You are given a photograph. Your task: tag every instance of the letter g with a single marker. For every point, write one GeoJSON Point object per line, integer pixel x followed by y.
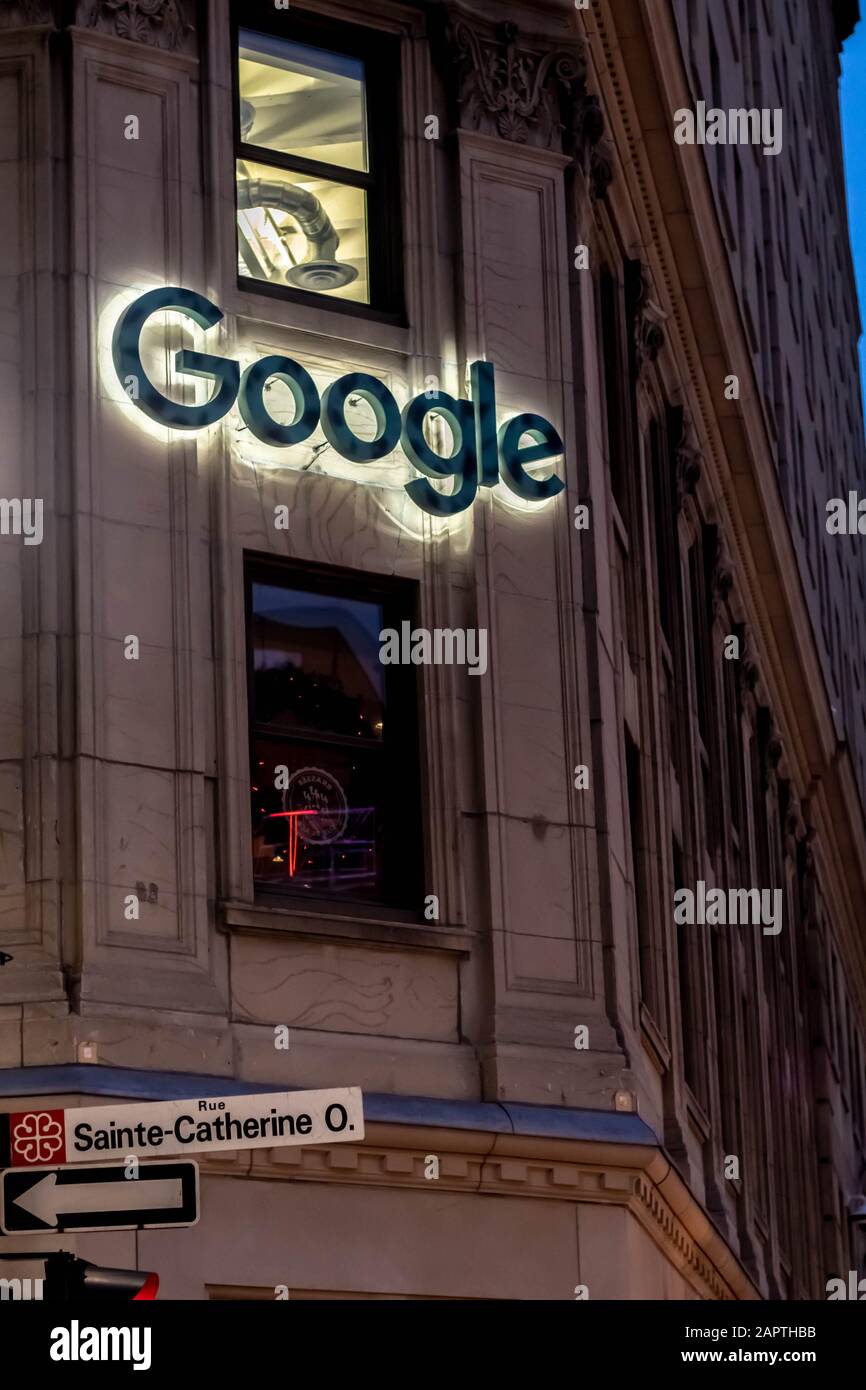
{"type": "Point", "coordinates": [128, 360]}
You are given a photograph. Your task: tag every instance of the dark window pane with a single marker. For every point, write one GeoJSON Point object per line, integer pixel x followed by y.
{"type": "Point", "coordinates": [321, 833]}
{"type": "Point", "coordinates": [316, 663]}
{"type": "Point", "coordinates": [302, 100]}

# TASK BRIEF:
Rewrite every line of the records above except the pictures, keeping all other text unchanged. Multiply each coordinate value in the answers by 2.6 and round it to a whole number, rounding halves up.

# THE ANSWER:
You are given a photograph. Your task: tag every instance of the letter g with a single marker. For every point, write one GeoJSON Point object per line, integer pixel x followed by y.
{"type": "Point", "coordinates": [333, 936]}
You are given a photograph. Your task: tag every instance of the dark window pane with a single marker. For every point, write one GeoJSON Point object per line, integer pixel x followed by y.
{"type": "Point", "coordinates": [835, 2166]}
{"type": "Point", "coordinates": [822, 1724]}
{"type": "Point", "coordinates": [785, 260]}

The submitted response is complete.